- [Data entries]
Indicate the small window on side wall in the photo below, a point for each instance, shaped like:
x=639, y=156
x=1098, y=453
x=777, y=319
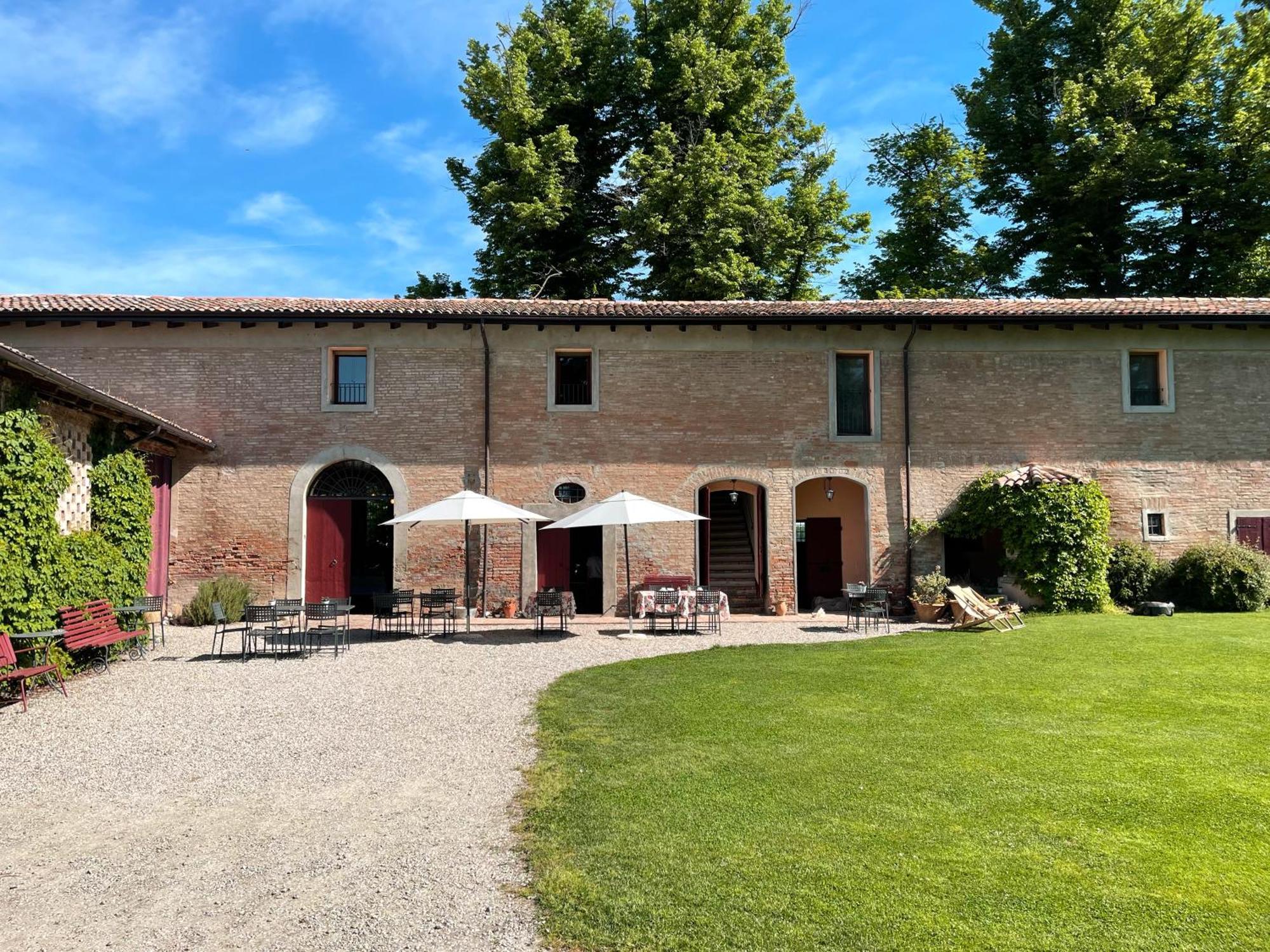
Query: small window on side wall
x=854, y=395
x=1149, y=381
x=572, y=383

- [Task description] Could you copy every line of the records above word for word, leaving out the pictures?

- [Solution below]
Indicate the small window on side wall in the photo below, a point for each instance, shaped like:
x=639, y=156
x=1098, y=453
x=777, y=319
Query: small window on side wall
x=854, y=395
x=1149, y=381
x=572, y=383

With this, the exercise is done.